Transcribe exactly the stretch of lines beginning at the one containing "For each instance of the white cloud" and closing with the last line of the entries below. Omit images.

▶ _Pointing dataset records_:
● ● ● ● ● ● ●
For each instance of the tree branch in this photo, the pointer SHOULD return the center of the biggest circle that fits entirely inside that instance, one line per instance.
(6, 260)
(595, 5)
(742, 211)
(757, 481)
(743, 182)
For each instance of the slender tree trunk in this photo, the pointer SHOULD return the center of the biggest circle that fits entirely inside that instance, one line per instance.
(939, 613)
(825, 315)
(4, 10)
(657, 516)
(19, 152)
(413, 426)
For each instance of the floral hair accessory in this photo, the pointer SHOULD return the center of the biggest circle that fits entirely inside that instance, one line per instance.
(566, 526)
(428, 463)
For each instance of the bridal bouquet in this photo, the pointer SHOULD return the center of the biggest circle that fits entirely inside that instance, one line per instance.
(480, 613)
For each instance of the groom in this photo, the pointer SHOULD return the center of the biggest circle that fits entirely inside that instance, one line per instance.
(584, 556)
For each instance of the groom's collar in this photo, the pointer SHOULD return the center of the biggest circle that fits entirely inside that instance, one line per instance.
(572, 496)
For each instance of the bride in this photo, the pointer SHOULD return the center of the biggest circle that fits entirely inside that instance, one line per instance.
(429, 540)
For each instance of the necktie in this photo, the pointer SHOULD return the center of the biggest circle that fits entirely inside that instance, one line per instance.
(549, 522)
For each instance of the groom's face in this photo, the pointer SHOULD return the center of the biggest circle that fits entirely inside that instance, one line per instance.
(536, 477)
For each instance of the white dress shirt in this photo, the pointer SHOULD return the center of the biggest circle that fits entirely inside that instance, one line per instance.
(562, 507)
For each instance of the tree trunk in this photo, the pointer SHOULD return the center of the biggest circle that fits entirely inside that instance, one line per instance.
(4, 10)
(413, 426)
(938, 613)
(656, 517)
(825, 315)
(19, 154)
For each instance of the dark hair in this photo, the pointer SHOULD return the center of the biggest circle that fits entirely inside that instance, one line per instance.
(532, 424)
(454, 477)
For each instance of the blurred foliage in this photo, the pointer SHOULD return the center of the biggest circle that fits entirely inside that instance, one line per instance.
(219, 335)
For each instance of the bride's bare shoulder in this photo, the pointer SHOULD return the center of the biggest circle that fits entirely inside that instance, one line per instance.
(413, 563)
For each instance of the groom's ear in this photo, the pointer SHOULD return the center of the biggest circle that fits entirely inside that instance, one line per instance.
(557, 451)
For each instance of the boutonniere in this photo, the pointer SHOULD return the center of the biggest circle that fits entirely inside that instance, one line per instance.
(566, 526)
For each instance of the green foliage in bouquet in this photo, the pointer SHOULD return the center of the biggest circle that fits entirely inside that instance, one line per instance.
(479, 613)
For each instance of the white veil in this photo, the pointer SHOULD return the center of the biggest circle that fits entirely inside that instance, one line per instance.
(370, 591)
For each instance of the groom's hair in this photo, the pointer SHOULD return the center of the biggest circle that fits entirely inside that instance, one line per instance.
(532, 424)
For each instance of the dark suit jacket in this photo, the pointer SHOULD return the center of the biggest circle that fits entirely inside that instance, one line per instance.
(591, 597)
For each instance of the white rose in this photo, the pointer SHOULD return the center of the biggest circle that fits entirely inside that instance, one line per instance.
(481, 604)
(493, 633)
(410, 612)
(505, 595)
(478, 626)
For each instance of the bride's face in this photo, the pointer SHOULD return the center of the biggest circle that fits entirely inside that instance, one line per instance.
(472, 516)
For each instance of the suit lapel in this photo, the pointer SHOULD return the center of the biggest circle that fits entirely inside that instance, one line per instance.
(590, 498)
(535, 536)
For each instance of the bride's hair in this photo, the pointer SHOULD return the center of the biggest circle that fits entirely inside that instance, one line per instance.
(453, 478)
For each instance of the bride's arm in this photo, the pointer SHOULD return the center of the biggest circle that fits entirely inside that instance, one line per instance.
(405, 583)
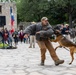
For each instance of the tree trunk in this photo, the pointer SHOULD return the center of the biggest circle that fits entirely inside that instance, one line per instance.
(70, 20)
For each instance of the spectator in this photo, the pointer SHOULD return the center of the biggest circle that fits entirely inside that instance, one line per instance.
(15, 36)
(21, 36)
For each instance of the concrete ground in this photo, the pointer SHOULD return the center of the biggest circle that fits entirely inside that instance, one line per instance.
(26, 61)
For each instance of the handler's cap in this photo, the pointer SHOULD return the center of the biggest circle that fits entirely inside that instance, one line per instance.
(44, 18)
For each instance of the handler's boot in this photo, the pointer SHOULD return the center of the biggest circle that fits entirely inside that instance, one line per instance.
(42, 63)
(59, 62)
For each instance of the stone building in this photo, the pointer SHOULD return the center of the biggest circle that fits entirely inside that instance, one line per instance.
(5, 11)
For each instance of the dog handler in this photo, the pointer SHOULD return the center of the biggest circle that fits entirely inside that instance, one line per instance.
(41, 29)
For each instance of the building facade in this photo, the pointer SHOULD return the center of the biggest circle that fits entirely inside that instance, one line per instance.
(5, 11)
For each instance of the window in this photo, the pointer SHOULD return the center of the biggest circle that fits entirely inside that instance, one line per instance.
(0, 9)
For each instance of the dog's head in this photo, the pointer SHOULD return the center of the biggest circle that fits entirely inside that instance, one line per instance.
(57, 32)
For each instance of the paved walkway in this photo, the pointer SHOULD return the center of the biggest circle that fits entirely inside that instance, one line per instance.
(25, 61)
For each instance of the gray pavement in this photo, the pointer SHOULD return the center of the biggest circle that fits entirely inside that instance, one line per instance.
(26, 61)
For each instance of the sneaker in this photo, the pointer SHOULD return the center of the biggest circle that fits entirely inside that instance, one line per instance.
(59, 62)
(42, 63)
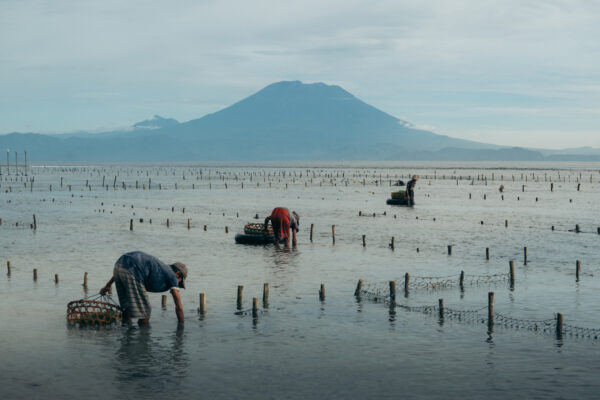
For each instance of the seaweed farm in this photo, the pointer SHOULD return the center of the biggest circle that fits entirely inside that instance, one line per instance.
(487, 288)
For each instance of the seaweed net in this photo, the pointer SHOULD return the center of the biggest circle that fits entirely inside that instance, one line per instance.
(439, 282)
(98, 310)
(480, 316)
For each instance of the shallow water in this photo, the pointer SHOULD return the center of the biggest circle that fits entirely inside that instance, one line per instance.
(300, 346)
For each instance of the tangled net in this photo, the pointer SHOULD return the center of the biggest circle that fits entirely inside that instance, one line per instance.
(480, 316)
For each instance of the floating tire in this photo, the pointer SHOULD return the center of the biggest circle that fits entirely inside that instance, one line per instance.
(242, 238)
(397, 202)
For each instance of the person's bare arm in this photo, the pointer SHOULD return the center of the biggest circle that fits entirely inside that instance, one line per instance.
(106, 288)
(178, 306)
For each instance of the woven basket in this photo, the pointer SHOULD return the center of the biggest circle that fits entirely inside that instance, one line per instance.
(95, 311)
(257, 228)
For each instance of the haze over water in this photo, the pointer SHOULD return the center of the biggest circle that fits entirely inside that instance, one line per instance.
(299, 346)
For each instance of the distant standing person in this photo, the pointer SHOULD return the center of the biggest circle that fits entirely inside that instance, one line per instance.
(283, 221)
(410, 192)
(137, 273)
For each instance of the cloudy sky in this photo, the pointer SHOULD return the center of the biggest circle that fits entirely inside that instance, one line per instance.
(507, 72)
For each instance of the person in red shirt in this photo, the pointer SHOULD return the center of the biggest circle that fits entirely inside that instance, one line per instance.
(283, 221)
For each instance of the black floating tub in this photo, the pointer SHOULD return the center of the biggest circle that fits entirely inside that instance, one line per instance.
(243, 238)
(397, 202)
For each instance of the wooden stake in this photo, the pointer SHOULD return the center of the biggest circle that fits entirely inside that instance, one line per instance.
(239, 296)
(392, 290)
(202, 308)
(254, 307)
(358, 288)
(511, 272)
(559, 325)
(265, 293)
(490, 308)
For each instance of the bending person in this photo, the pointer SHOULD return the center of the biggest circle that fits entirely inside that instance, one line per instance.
(137, 273)
(282, 222)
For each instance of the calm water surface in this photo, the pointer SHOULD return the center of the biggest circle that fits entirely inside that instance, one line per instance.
(299, 346)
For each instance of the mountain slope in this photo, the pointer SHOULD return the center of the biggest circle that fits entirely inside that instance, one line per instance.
(283, 121)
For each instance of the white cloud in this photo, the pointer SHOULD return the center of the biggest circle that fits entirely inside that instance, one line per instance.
(451, 64)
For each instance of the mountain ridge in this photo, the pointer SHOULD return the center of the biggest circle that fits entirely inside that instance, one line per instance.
(284, 121)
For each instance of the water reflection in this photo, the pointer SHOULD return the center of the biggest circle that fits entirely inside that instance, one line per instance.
(148, 361)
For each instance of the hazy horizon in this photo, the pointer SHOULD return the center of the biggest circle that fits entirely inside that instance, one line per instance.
(518, 74)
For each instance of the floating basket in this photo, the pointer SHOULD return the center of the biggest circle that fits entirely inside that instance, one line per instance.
(257, 228)
(399, 195)
(95, 311)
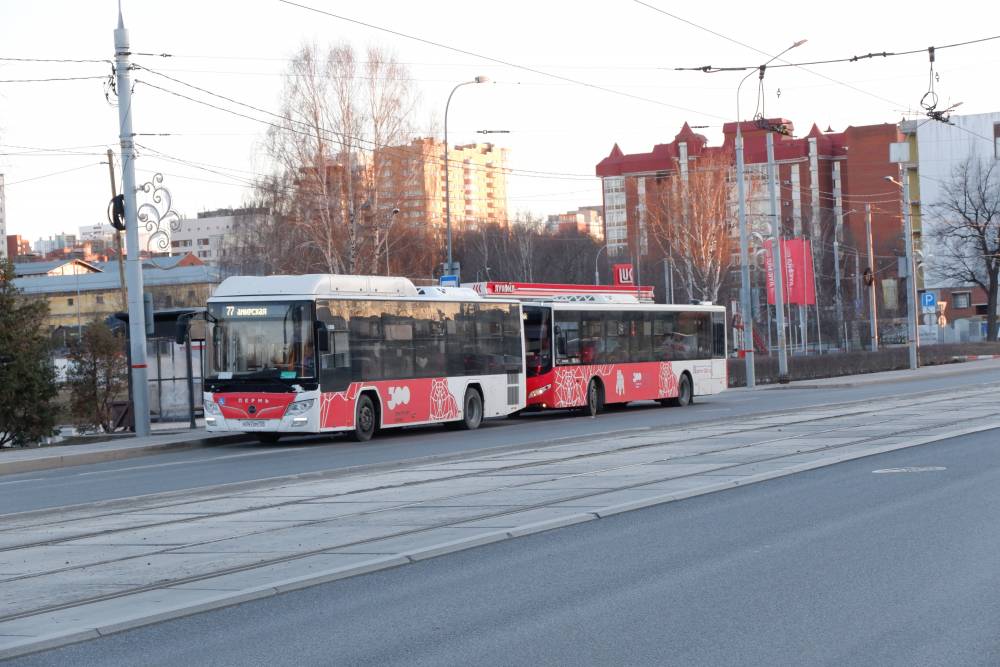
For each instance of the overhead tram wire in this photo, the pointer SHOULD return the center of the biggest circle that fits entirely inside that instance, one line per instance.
(709, 69)
(753, 48)
(498, 61)
(335, 137)
(55, 173)
(55, 79)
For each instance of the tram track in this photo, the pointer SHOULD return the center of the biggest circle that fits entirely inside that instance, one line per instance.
(514, 467)
(487, 514)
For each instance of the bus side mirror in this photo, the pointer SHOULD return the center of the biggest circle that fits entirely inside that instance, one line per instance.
(322, 337)
(182, 330)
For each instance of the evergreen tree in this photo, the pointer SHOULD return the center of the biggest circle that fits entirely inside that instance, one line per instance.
● ● ● ● ● ● ●
▶ _Task result_:
For each instance of the white cloud in this photo, the pointer SHOULD return the center of the biggest circle that fits entirely inside that instance, one line per instance.
(451, 64)
For each instance of the mountain ridge in this photo, the pointer SHOULD return the center of the biggest circle that fits entirely inside that instance, one line per instance.
(284, 121)
For each instance of the water reflection in this photo, the pointer SHOULD return the center of the biggest circle that fits entirely inside that instance, one line per instance.
(148, 361)
For each instance of the hazy horizon in this photo, the pointer SHOULD return the center of the biggest circle that fits entirely inside that instance, one line per instance.
(518, 74)
For each instance of the floating basket in this photo, the pointer SHOULD return the center of the biggest circle that fits entirely inside that instance, one line per instance.
(257, 228)
(399, 195)
(95, 311)
For each instance of the overhead tram wire in this photo, the pointer SHOULD return the center of the biggest circle that fits entirely inside that instance, one line per instance.
(709, 69)
(753, 48)
(498, 61)
(335, 137)
(55, 173)
(55, 79)
For each instance of the tram track in this photo, the pointer SHOULD return the center of the biggest circle that fits entirely inside that instance, one line per instance.
(514, 467)
(487, 514)
For each instance of the bus side mirror in this photo, the pointer SHOULD return the center of the biggest circle that fits entirely inside that instance, one line per instance.
(322, 337)
(182, 330)
For each instance of the evergreen tree in this photo, the pointer SHOULD return the center of the biggest circle that fits entirely inside that instance, one line per instance.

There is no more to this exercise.